| Data supplied |
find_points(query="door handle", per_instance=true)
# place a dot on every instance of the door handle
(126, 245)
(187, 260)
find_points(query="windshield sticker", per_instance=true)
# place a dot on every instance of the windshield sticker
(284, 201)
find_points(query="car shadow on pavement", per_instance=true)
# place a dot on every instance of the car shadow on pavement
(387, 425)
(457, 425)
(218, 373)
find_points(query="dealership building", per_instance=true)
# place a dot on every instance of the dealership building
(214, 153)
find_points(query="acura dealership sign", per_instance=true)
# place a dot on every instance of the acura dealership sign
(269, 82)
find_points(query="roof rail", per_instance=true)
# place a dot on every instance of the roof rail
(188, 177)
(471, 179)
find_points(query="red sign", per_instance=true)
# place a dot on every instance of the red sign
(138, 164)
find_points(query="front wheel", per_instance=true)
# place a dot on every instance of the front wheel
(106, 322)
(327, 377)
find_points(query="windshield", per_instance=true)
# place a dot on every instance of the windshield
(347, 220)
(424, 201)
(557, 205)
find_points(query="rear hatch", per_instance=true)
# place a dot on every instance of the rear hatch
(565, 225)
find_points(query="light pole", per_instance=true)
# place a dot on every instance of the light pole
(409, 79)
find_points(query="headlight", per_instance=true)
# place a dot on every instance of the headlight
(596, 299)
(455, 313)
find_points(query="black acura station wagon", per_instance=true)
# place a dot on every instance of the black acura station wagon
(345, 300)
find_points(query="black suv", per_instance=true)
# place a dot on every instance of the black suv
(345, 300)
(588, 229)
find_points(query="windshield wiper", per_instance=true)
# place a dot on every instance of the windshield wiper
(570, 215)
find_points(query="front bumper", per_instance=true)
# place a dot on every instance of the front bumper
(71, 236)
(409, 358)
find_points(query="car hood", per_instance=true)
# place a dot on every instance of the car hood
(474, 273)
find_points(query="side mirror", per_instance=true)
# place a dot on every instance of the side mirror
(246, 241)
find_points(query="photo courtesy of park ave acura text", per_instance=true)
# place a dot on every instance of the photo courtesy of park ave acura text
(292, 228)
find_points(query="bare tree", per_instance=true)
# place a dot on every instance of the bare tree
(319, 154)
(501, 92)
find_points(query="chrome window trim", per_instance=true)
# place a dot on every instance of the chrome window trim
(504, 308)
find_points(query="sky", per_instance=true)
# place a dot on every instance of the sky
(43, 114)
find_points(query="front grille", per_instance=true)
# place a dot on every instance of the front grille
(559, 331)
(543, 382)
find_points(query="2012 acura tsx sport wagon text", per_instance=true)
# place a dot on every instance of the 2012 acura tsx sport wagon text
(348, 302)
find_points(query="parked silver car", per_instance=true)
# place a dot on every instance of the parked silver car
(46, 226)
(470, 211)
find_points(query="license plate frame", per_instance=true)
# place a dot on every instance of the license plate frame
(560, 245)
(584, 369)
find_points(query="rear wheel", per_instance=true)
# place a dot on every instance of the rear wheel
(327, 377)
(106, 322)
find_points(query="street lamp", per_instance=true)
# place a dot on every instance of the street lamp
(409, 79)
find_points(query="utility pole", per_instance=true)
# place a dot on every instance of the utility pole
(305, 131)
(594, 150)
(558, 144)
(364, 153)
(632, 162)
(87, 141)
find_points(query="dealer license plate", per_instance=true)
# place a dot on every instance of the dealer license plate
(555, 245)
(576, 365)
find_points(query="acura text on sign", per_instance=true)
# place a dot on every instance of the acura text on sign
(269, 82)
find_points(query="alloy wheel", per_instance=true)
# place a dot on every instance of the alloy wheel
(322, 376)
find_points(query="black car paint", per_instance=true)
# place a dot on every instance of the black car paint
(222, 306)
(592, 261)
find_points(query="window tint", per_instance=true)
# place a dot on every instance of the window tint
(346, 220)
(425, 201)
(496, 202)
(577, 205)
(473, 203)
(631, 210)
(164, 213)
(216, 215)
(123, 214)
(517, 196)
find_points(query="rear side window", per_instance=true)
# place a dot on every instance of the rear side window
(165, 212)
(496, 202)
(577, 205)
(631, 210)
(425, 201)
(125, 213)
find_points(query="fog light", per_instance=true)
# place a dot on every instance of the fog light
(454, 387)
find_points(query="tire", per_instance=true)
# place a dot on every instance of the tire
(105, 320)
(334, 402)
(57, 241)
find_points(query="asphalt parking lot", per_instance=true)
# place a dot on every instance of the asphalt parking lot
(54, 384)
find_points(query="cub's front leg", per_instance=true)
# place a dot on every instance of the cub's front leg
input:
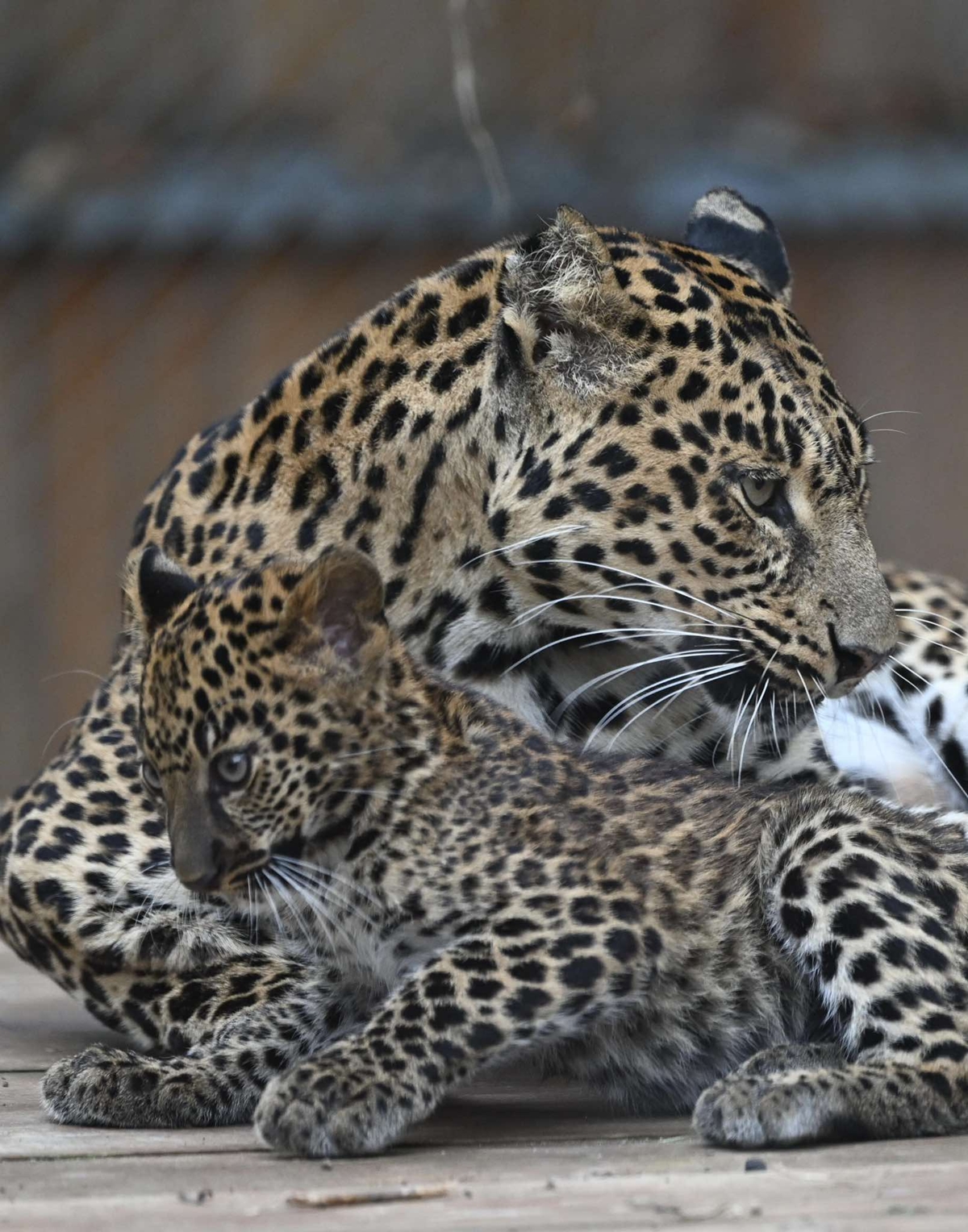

| Directions for this task |
What this calls for is the material above set down exactly, pictures excluded.

| Finished task |
find_points(query="door handle", per_instance=true)
# place a dot on every instance of the door handle
(126, 245)
(187, 260)
find_points(query="windshield sticker", per_instance=true)
# place a dot on every instance of the windshield sticker
(284, 201)
find_points(query="car shadow on pavement", per_instance=true)
# place a dot on every instance of the car shadow on pavement
(387, 425)
(457, 425)
(218, 373)
find_points(query="dealership building", per_instance=true)
# place a dot on every instance of the dealership building
(214, 153)
find_points(query="acura dealership sign", per_instance=true)
# place a dot on every instance of the acura dealership sign
(269, 82)
find_points(query="roof rail", per_instance=true)
# place a dot on every instance of the roof rail
(188, 177)
(471, 179)
find_points(query="red sign", per_instance=true)
# place a dot on every instance of the red sign
(138, 164)
find_points(query="front wheel", per_instance=true)
# place a dot on every instance of the front wheel
(106, 322)
(327, 377)
find_points(query="windshield", per_instance=true)
# place a dot on every instance of the windshield
(347, 220)
(424, 201)
(557, 205)
find_points(query="rear hatch", per_instance=true)
# place a dot on every instance of the rear hatch
(565, 225)
find_points(query="light pole", per_instance=true)
# place a dot on every instance of the light pole
(409, 79)
find_points(query="headlight", per_instance=true)
# place a dot on every instance of the headlight
(596, 299)
(455, 313)
find_points(query="black acura station wagon", per_instance=true)
# place a dot on every instance of the black acura station wagon
(345, 300)
find_points(query="black suv", per_instance=true)
# place a dot on every instance of the black suv
(345, 300)
(588, 229)
find_points(query="windshield wiper", per_instance=true)
# place a dot on every instance of the windshield wiper
(570, 215)
find_points(query="front bumper", per_instance=true)
# place a dot on every instance of the front bumper
(71, 236)
(409, 358)
find_points(query="car hood", per_instance=true)
# place a dot on every instance of the car hood
(474, 273)
find_points(query="side mirror", per_instance=true)
# place a dot on every instance of the side mirror
(246, 241)
find_points(query="photo courtesy of park ave acura text", per_instance=true)
# place a dot on every instance of the photo courtesy of park ave acura text
(292, 228)
find_points(query="bare tree", per_instance=true)
# place a dot on every instance of the bare tree
(319, 154)
(501, 92)
find_points(query="chrome window trim", per_instance=true)
# place a dot on every instance of the chrome window trim
(504, 308)
find_points(query="sky", per_instance=true)
# place a dot on every instance of the sky
(43, 114)
find_points(query="front grille", per_instance=true)
# place a dot on every instance of the front grille
(559, 331)
(543, 382)
find_points(query="2012 acura tsx sport wagon text", per_instance=true)
# place a dot on every instance of the 2012 acura tsx sport wagon text
(348, 302)
find_points(query="parked silver car", per_instance=true)
# place a dot on every instance of the parked silver car
(46, 226)
(470, 211)
find_points(query="license plate frame", per_instance=true)
# place a dot on every instance of the license plate frame
(560, 245)
(584, 369)
find_points(query="rear wheel", per_instance=true)
# place a dot on every instance of the rear wheel
(327, 377)
(106, 322)
find_points(query="street lamp", per_instance=true)
# place a dot on every instance of the street lamp
(409, 79)
find_points(query="utility pole", per_instance=true)
# place a dot on every instance of the utility pole
(305, 131)
(594, 150)
(558, 144)
(364, 153)
(632, 162)
(87, 141)
find_points(query="dealer license plate", per_instance=true)
# place a dot on every instance of the dealer license plate
(555, 245)
(576, 365)
find_points(query="acura text on sign", per_instance=true)
# place a dot on every instance of the acura text on sign
(269, 82)
find_points(query="alloy wheel", per_instance=true)
# place a dot on every instance of the alloy wheel
(322, 376)
find_points(query="black car paint", per_instance=true)
# place a dot on every instance of the black car paint
(222, 306)
(592, 261)
find_points(query="window tint", per_instance=true)
# place a dot on every instance of the window tint
(346, 220)
(425, 201)
(496, 202)
(577, 205)
(473, 203)
(631, 210)
(164, 213)
(216, 215)
(123, 214)
(517, 196)
find_points(query="rear side window", per_instance=true)
# place a dot on every instance of the rear side window
(165, 212)
(496, 202)
(577, 205)
(631, 210)
(425, 201)
(125, 213)
find_points(query="fog light", per_instance=true)
# place a dot on every instance of the fog light
(454, 387)
find_points(query="tire", per_instance=true)
# place a dot on every instance of the tire
(105, 320)
(334, 402)
(57, 241)
find_points(query="asphalt parking lot", per_instance=true)
# place a dot on every instance of the asphalt parking lot
(54, 384)
find_points(query="cub's front leg", per_instance=true)
# place a dot on every instance of the cub's front leg
input:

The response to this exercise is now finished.